[SUPPLIED PASSAGE]
***

Retail Sales Soar Past Expectations
The Commerce Department said on Aug 15 that retail sales grew a solid 1% in July, following a 0.2% decline in June and ahead of the consensus estimate of a rise of 0.3%.
Retail sales, excluding gasoline, food, building materials and automobiles rose 0.3% in July after increasing 0.9% in June. Year over year, retail sales jumped 2.7% in the previous month, while total sales from May through July advanced 2.4% from the year-ago levels.
July’s jump was driven by a solid 3.6% jump in sales at motor vehicles and auto parts dealers. Sales at electronics and appliance stores rose 1.6% in July. Sales at food and beverage outlets rose 0.9%.
Online sales increased 0.2% in July after increasing 2.2% in June. Amazon.com, Inc’s (AMZN) Prime Day was largely responsible for the jump in online sales. Also, back-to-school shopping gave a boost to overall retail sales.
Resilient consumer spending saw retail sales grow in July, which could alleviate fears of a recession that were triggered earlier this month following a disappointing jobs report and a spike in the unemployment rate.
Inflation has been declining over the past quarter, with the consumer price index (CPI) reading increasing marginally in July.
Year over year, CPI increased 2.9% in July, lower than June’s jump of 3%. This was also the lowest pace of increase since March 2021.
A solid retail sales report coupled with softer inflation data has raised hopes that the Federal Reserve will finally start rate cuts in September. Lower interest rates bode well for the retail sector and the broader economy as it will give consumers more purchasing power.
Our Choices
Given this scenario, we have narrowed our search to four retail stocks such as Boot Barn Holdings, Inc. (BOOT - Free Report) , American Eagle Outfitters, Inc. (AEO - Free Report) , eBay Inc. (EBAY - Free Report) and The Gap, Inc. , with strong potential for 2024.

***

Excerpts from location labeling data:

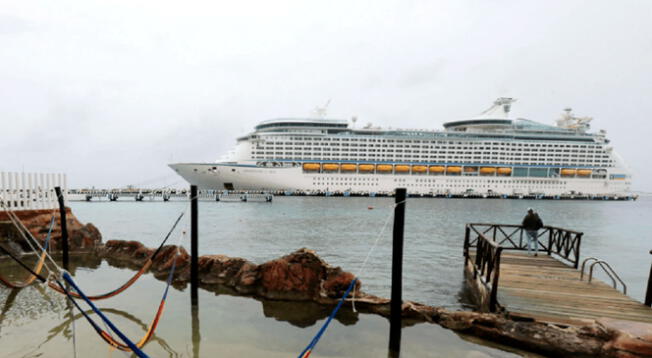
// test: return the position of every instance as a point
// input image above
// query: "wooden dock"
(545, 288)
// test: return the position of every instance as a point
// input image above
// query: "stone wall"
(82, 237)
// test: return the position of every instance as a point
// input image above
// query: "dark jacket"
(532, 222)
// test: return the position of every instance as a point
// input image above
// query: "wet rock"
(303, 276)
(82, 237)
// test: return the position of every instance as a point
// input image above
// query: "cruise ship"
(490, 154)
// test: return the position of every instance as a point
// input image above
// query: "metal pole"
(64, 228)
(397, 274)
(196, 336)
(648, 296)
(194, 278)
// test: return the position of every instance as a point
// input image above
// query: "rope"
(132, 280)
(306, 352)
(128, 345)
(37, 268)
(29, 238)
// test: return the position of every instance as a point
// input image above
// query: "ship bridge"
(301, 123)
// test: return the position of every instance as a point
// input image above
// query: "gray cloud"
(112, 92)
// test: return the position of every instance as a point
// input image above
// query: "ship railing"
(564, 243)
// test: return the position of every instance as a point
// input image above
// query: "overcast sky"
(110, 92)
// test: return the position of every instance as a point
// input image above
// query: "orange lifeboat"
(568, 172)
(402, 168)
(384, 168)
(330, 167)
(311, 167)
(437, 169)
(504, 171)
(419, 169)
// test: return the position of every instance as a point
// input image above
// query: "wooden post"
(196, 336)
(648, 295)
(397, 274)
(193, 246)
(64, 228)
(578, 244)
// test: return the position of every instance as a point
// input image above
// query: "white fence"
(31, 191)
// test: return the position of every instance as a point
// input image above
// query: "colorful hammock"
(39, 264)
(306, 352)
(128, 345)
(127, 284)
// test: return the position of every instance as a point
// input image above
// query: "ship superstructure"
(491, 154)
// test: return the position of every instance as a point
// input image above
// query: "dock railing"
(561, 242)
(30, 191)
(489, 240)
(486, 263)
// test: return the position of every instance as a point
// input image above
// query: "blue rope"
(314, 341)
(47, 239)
(124, 338)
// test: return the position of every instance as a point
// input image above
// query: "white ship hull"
(247, 176)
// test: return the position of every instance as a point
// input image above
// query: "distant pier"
(263, 195)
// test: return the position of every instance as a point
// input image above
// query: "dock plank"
(547, 289)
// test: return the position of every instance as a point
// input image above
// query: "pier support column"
(397, 274)
(64, 227)
(194, 277)
(648, 295)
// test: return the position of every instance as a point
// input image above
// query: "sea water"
(37, 322)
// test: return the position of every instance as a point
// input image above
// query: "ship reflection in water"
(36, 321)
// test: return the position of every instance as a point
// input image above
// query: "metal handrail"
(584, 263)
(602, 264)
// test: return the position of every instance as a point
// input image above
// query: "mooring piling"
(64, 228)
(196, 336)
(397, 274)
(194, 278)
(648, 296)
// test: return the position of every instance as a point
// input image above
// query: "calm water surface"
(342, 231)
(34, 322)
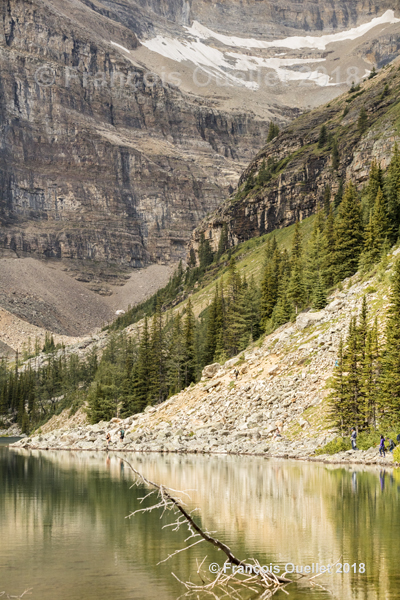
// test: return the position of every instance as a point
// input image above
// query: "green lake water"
(63, 530)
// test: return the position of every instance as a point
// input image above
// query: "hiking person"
(382, 449)
(353, 439)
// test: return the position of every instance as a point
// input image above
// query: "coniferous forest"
(352, 231)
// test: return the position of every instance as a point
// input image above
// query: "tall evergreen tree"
(189, 362)
(375, 234)
(223, 243)
(323, 137)
(319, 294)
(392, 193)
(327, 200)
(348, 235)
(339, 194)
(362, 123)
(328, 265)
(273, 131)
(335, 155)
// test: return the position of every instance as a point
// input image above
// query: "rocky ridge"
(276, 406)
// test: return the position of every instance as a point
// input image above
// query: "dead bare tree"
(251, 576)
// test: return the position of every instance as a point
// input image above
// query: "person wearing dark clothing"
(382, 449)
(353, 438)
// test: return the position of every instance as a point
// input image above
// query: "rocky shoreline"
(93, 437)
(270, 401)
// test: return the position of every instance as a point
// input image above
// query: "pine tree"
(375, 183)
(323, 137)
(339, 194)
(314, 257)
(223, 244)
(328, 265)
(348, 235)
(273, 131)
(390, 382)
(327, 200)
(212, 332)
(189, 361)
(176, 356)
(319, 294)
(338, 398)
(375, 234)
(264, 174)
(297, 291)
(335, 155)
(355, 405)
(157, 388)
(282, 312)
(362, 123)
(392, 193)
(297, 247)
(144, 368)
(250, 183)
(236, 323)
(270, 288)
(370, 376)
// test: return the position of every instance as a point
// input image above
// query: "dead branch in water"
(4, 595)
(253, 572)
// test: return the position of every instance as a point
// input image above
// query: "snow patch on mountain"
(296, 42)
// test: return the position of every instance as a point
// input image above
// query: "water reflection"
(63, 531)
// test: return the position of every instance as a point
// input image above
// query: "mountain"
(113, 148)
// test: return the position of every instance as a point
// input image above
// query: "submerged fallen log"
(253, 574)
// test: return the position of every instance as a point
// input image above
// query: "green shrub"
(339, 444)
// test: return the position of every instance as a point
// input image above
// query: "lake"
(63, 530)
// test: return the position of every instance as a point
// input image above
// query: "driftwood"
(167, 501)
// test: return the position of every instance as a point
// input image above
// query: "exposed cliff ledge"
(97, 160)
(303, 170)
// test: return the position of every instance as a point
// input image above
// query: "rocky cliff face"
(97, 160)
(303, 170)
(257, 16)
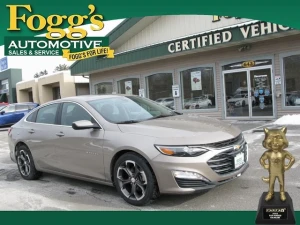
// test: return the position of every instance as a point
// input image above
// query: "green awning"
(3, 97)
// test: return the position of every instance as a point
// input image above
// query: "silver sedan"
(140, 147)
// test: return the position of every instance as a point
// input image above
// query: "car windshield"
(238, 96)
(2, 107)
(130, 109)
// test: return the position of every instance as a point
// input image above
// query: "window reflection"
(292, 80)
(198, 88)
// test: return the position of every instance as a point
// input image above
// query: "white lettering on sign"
(205, 40)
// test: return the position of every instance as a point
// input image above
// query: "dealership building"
(8, 80)
(51, 87)
(228, 68)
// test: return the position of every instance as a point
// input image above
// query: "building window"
(198, 88)
(4, 84)
(104, 88)
(291, 68)
(159, 87)
(129, 86)
(30, 96)
(56, 93)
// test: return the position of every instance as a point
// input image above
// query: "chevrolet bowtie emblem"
(236, 147)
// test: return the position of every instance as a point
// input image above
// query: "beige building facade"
(227, 68)
(51, 87)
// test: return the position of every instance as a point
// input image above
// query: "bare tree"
(61, 67)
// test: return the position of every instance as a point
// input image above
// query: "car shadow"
(105, 195)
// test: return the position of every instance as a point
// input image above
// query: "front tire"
(25, 164)
(134, 180)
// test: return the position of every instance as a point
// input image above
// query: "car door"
(21, 111)
(40, 133)
(80, 151)
(7, 115)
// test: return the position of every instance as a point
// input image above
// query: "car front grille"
(187, 183)
(226, 143)
(223, 163)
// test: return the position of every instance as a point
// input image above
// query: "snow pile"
(289, 119)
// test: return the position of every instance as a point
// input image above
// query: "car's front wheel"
(134, 180)
(25, 163)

***

[EXERCISE SET]
1. According to the retail sales report, what was the consensus estimate for retail sales growth in July?
2. For each statement, indicate whether it agrees with the retail sales report, and quote the words that decide it. (a) Sales at motor vehicle and auto parts dealers rose 3.6% in July. (b) Year over year, CPI rose faster in July than in June. (c) Sales at electronics and appliance stores fell in July.
3. Continue the retail sales report from the point where it ends.
The material shown above is independent of the retail sales report and unrelated to it.

[PER-TASK ANSWERS]
1. A rise of 0.3%.

2.
(a) Yes: "a solid 3.6% jump in sales at motor vehicles and auto parts dealers"
(b) No: "CPI increased 2.9% in July, lower than June’s jump of 3%"
(c) No: "Sales at electronics and appliance stores rose 1.6% in July."

3.
Boot Barn Holdings, Inc. operates as a lifestyle retail chain devoted to western and work-related footwear, apparel and accessories. BOOT’s products include boots, denim, western shirts, cowboy hats, belts and belt buckles, and western-style jewelry and accessories; and rugged footwear, outerwear, overalls, denims, and shirts, as well as safety-toe boots, and flame-resistant and high-visibility clothing.
Boot Barn Holdings’ expected earnings growth rate for the current year is 8.9%. The Zacks Consensus Estimate for current-year earnings has improved 9.5% over the past 60 days. BOOT presently sports a Zacks Rank #1.
American Eagle Outfitters, Inc. is a specialty retailer of casual apparel, accessories and footwear for men and women aged 15-25 years. AEO, along with its subsidiaries, engages in the designing and marketing of casual clothing.
American Eagle Outfitters’ expected earnings growth rate for the current year is 17.1%. The Zacks Consensus Estimate for current-year earnings has improved 1.7% over the past 60 days. AEO presently carries a Zacks Rank #2.
eBay Inc. operates an online shopping platform, which provides sellers the tools to build online store formats, making it easier for customers to browse by brands. Over the years, EBAY has evolved from a relatively small community user-based auction site to a worldwide commercial behemoth store. eBayis well-positioned in the online marketplace space.
eBay’s expected earnings growth rate for the current year is 13.2%. The Zacks Consensus Estimate for current-year earnings has improved 2.1% over the past 60 days. EBAY currently carries a Zacks Rank #2.
The Gap, Inc. is a premier international specialty retailer offering a diverse range of clothing, accessories, and personal care products. GPS offers products for men, women, and children under the Old Navy, Gap, Banana Republic, Athleta, Intermix, and Hill City brands.
The Gap’s expected earnings growth rate for the current year is 24.5%. The Zacks Consensus Estimate for current-year earnings has improved 2.3% over the past 60 days. GPS currently has a Zacks Rank #2.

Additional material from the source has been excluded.